Father's plight ignites euthanasia debate

·3-min read

A father's fundraising effort to pay for his son's funeral has grounded a renewed push for the ACT's and Northern Territory's right to legislate for voluntary euthanasia.

Two ACT senators are leading the charge in the upper house to repeal laws preventing the territories from legislating on the issue.

David Whitsed's 39-year-old son Sam was diagnosed with stage four cancer, and the prognosis is "not good", he says.

Discussions with Sam, who is contemplating end of life choices, prompted independent ACT senator David Pocock to call on his colleagues to consider the reasons why people who live in territories aren't mature enough to debate the issue for themselves.

"No 39-year-old should have to contemplate the end of their life. But Sam is," Senator Pocock told parliament.

"No father should be fundraising for his son's funeral. But Sam's dad is.

"Why is it that by virtue of where we live in this country, we cannot participate in the same debates and decisions? Why are we considered less capable of having this discussion?"

Finance minister and Labor senator for the ACT Katy Gallagher told the Senate it was fundamentally unfair territories could not have the same discussion on the issue after every other state had debated and passed legislation on euthanasia.

"I understand many of my colleagues may be personally opposed to the issue of voluntary assisted dying and I acknowledge within my own community there are a diversity of views," Senator Gallagher said.

"But this bill is not about that. It's about whether every Australian regardless of where they live should have the same right to self-determination."

While personally in favour of euthanasia, Senate opposition leader Simon Birmingham spoke about the importance of splitting the issue of voluntary assisted dying and allowing territories the right to debate the issue.

"My body, my life, my choice. The very sound liberal philosophical approach, so long as those choices don't harm others," Senator Birmingham said.

"This bill we consider now will only enable the territories to play legislative catch-up.

"Rather than inventing their own safeguards the territories can now adopt the best of the safeguards and approaches already legislated across all six of the Australian states."

AVAILABLE DATA.

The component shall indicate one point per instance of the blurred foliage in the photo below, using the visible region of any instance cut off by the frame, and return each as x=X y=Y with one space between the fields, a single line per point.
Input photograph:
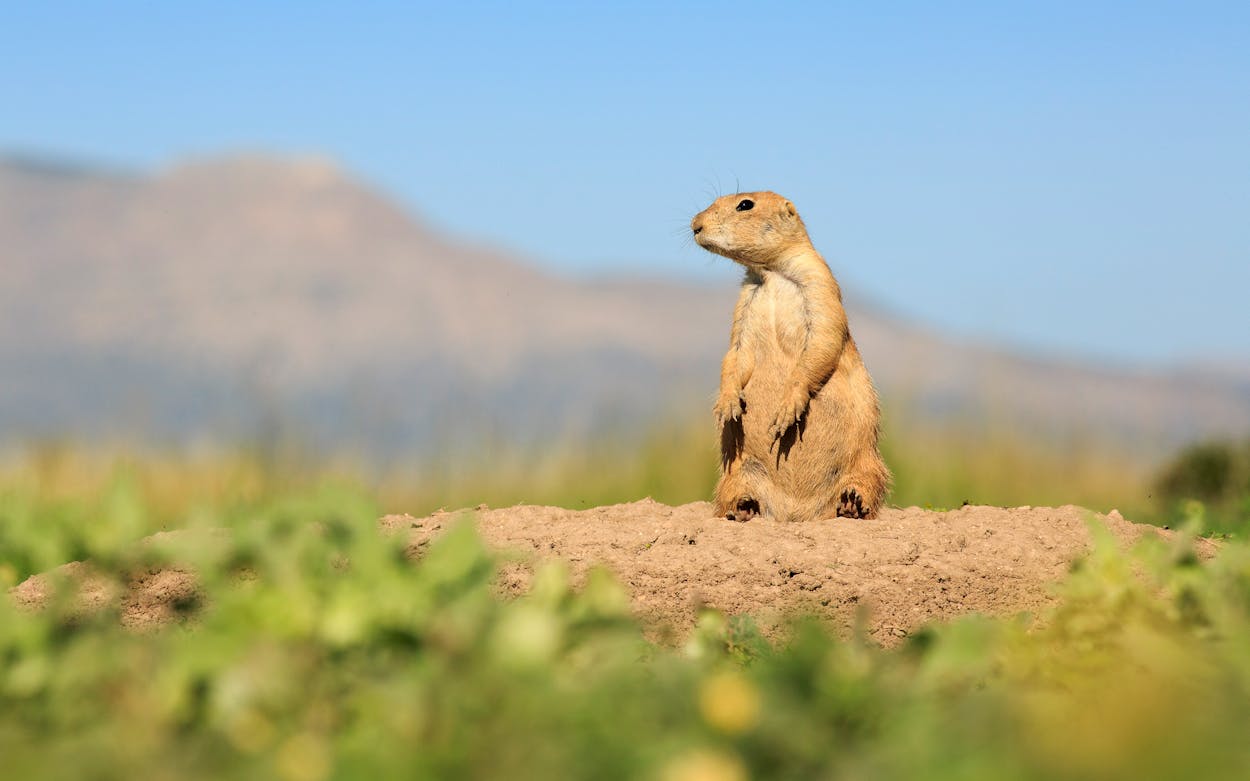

WHAT TO WORK ON.
A) In the article on the euthanasia debate, why does Senator Gallagher call the territories' position fundamentally unfair?
B) Reproduce everything in the article on the euthanasia debate from "David Whitsed's 39-year-old" down to "Sam's dad is.".
C) How old is David Whitsed's son Sam, according to the article on the euthanasia debate?
The listing isn't needed for any of this work.

ANSWERS TO THE EXERCISES.
A) Every other state had already debated and passed legislation on euthanasia, but the territories could not have the same discussion. She says the bill concerns whether every Australian, wherever they live, has the same right to self-determination.

B)
David Whitsed's 39-year-old son Sam was diagnosed with stage four cancer, and the prognosis is "not good", he says.

Discussions with Sam, who is contemplating end of life choices, prompted independent ACT senator David Pocock to call on his colleagues to consider the reasons why people who live in territories aren't mature enough to debate the issue for themselves.

"No 39-year-old should have to contemplate the end of their life. But Sam is," Senator Pocock told parliament.

"No father should be fundraising for his son's funeral. But Sam's dad is.

C) Sam is 39 years old.